EXHIBIT 10.34
CONTINUING GUARANTY
For value received and in consideration of the extension of credit by SANWA BANK
CALIFORNIA (the "Bank") to ATG INC. (the "Debtor") or the benefits to the
undersigned (the "Guarantor"), guaranties and promises to pay to the Bank any
and all Indebtedness (as defined below) and agrees as follows:
1. Indebtedness. The term "Indebtedness" is used herein in its most
comprehensive sense and includes any and all advances, debts, obligations,
guaranties and liabilities of the Debtor heretofore, now, or hereafter made,
incurred or created, whether voluntary or involuntary and however arising,
whether direct or acquired by the Bank by assignment or succession, whether due
or not due, absolute or contingent, liquidated or unliquidated, determined or
undetermined, and whether the Debtor may be liable individually or jointly with
others, or whether recovery upon any Indebtedness may be or hereafter becomes
barred by any statute of limitations or whether any Indebtedness may be or
hereafter becomes otherwise unenforceable.
2. Guaranty. The Guarantor unconditionally agrees to pay to the Bank or its
order, on demand, an amount equal to the amount of the Indebtedness or otherwise
perform any obligation of the Debtor undertaken pursuant to any Indebtedness. In
addition to any maximum principal liability hereunder, the Guarantor agrees to
(i) bear the expenses enumerated hereunder in the paragraph herein entitled
"Attorneys' Fees" and (ii) pay interest on the Indebtedness at the rate(s)
applicable thereto. Notwithstanding the foregoing, the Bank may allow the
Indebtedness to exceed the Guarantor's liability hereunder. Any payment by the
Guarantor shall not reduce the maximum principal obligation of the Guarantor
hereunder unless written notice to that effect is actually received by the Bank
at or prior to the time of such payment. Any payment by the Debtor or any other
person shall not reduce the Guarantor's maximum principal liability hereunder.
3. Right to Amend or Modify Indebtedness. The Guarantor authorizes the Bank, at
its sole discretion, with or without notice and without affecting the
Guarantor's liability hereunder, from time to time to: (i) change the time or
manner of payment, or any Indebtedness by renewal, extension, modification,
acceleration or otherwise; (ii) alter or change any provision of any
Indebtedness including, but not limited to, the rate of interest thereon, and
any document, instrument or agreement (other than this Guaranty), evidencing,
guaranteeing, securing or related to any Indebtedness; (iii) release, discharge,
exonerate, substitute or add one or more parties liable on any Indebtedness or
one or more endorsers, cosigners or guarantors for any Indebtedness; (iv) obtain
collateral for the payment of any Indebtedness or any guaranty thereof; (v)

- Dataset extract
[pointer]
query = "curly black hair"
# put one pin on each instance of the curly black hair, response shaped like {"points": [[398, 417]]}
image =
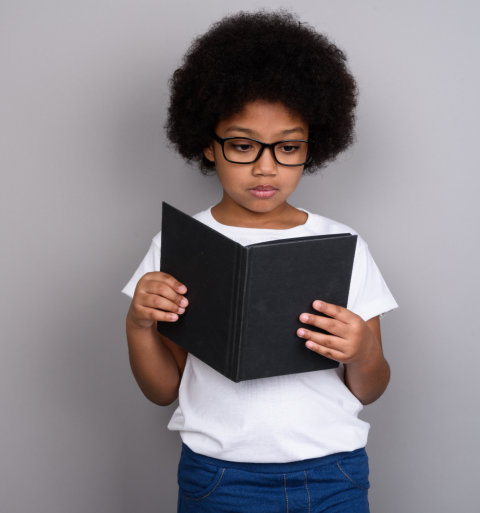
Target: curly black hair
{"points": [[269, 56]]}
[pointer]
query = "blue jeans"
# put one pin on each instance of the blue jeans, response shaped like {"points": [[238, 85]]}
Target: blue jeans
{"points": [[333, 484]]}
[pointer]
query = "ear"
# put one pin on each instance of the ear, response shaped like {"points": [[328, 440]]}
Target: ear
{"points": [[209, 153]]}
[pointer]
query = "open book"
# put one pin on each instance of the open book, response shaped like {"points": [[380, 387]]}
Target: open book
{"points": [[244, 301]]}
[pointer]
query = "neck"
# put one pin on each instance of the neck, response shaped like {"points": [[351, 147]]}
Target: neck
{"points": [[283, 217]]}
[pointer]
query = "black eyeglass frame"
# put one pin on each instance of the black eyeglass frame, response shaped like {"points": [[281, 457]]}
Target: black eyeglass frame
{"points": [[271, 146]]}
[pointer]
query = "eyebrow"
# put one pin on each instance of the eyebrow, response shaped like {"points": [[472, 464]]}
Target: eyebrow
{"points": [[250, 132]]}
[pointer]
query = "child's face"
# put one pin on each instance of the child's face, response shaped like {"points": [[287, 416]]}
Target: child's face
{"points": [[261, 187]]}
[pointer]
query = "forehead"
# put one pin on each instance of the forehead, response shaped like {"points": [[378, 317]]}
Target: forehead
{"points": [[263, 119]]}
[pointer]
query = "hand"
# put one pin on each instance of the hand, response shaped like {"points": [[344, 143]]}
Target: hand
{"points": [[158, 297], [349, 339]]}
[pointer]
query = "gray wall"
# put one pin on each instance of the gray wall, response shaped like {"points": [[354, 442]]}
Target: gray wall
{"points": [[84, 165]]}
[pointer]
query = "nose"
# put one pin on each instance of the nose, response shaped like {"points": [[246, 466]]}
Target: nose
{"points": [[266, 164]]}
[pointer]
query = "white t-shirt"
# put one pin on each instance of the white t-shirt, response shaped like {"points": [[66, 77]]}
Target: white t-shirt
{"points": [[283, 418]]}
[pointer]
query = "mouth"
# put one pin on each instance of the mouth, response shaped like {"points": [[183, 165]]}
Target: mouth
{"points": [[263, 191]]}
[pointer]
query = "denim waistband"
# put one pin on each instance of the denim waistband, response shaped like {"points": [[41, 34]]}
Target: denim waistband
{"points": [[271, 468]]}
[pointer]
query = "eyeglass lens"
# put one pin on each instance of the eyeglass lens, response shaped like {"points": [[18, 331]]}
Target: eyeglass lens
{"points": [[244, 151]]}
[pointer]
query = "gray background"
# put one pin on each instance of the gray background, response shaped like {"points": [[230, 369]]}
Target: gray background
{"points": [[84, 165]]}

* * *

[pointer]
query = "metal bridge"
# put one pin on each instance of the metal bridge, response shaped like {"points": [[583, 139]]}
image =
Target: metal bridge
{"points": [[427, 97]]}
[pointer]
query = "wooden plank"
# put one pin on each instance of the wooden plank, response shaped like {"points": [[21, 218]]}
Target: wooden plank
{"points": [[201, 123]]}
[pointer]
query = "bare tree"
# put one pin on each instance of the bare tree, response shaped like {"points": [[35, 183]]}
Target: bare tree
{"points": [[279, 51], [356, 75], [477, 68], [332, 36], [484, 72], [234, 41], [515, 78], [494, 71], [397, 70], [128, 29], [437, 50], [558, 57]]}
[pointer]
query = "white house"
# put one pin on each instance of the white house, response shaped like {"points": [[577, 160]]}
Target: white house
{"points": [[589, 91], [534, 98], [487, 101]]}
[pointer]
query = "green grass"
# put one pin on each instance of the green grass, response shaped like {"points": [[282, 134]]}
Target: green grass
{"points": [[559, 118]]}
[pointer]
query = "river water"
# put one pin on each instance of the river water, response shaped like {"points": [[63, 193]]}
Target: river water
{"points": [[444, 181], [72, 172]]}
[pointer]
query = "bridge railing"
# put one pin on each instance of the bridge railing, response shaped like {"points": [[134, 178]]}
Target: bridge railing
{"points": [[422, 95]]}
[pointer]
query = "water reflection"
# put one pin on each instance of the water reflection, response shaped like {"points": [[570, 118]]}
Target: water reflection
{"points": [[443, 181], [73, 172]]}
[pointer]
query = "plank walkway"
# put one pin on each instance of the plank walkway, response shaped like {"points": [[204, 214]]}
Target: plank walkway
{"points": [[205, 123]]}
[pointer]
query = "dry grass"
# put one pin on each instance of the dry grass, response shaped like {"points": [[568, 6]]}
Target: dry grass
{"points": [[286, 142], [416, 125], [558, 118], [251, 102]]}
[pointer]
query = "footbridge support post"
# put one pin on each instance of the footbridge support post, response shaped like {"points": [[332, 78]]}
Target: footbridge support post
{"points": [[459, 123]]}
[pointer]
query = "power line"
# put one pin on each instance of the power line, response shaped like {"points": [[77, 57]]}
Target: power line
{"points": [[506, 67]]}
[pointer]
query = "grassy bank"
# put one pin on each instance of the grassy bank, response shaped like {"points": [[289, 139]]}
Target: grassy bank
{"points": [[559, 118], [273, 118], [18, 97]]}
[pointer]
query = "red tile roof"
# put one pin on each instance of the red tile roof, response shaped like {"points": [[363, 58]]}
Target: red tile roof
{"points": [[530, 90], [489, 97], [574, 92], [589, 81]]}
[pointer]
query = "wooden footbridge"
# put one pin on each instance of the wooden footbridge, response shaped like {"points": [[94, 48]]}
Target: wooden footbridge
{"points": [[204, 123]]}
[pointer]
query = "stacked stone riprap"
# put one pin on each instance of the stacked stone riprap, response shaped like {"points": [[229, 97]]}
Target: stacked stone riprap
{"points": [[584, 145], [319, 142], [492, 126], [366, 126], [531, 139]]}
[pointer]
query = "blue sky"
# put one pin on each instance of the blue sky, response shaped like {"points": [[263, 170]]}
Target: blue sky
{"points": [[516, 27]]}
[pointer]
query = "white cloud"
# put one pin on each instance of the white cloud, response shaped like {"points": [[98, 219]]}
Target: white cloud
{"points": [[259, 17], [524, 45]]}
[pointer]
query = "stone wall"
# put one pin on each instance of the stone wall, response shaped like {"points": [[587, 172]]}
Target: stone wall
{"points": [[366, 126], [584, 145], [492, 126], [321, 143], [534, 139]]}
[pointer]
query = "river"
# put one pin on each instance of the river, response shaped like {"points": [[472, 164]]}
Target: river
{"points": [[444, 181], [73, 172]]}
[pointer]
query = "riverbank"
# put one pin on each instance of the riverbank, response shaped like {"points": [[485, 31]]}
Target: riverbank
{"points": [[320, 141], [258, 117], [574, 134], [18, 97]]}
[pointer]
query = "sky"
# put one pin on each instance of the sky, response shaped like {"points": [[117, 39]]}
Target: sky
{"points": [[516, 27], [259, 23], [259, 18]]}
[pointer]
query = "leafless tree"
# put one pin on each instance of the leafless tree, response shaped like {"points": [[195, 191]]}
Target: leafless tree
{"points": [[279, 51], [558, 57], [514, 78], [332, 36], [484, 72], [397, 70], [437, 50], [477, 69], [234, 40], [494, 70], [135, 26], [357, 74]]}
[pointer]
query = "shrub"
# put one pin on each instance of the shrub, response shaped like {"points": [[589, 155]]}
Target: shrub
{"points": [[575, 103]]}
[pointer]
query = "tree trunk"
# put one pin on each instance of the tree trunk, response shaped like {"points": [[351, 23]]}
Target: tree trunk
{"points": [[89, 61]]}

- Objective
Can you return the section of the continuing guaranty above from "3. Right to" to "guaranty thereof; (v)", copied word for word?

- The completed task
3. Right to Amend or Modify Indebtedness. The Guarantor authorizes the Bank, at
its sole discretion, with or without notice and without affecting the
Guarantor's liability hereunder, from time to time to: (i) change the time or
manner of payment, or any Indebtedness by renewal, extension, modification,
acceleration or otherwise; (ii) alter or change any provision of any
Indebtedness including, but not limited to, the rate of interest thereon, and
any document, instrument or agreement (other than this Guaranty), evidencing,
guaranteeing, securing or related to any Indebtedness; (iii) release, discharge,
exonerate, substitute or add one or more parties liable on any Indebtedness or
one or more endorsers, cosigners or guarantors for any Indebtedness; (iv) obtain
collateral for the payment of any Indebtedness or any guaranty thereof; (v)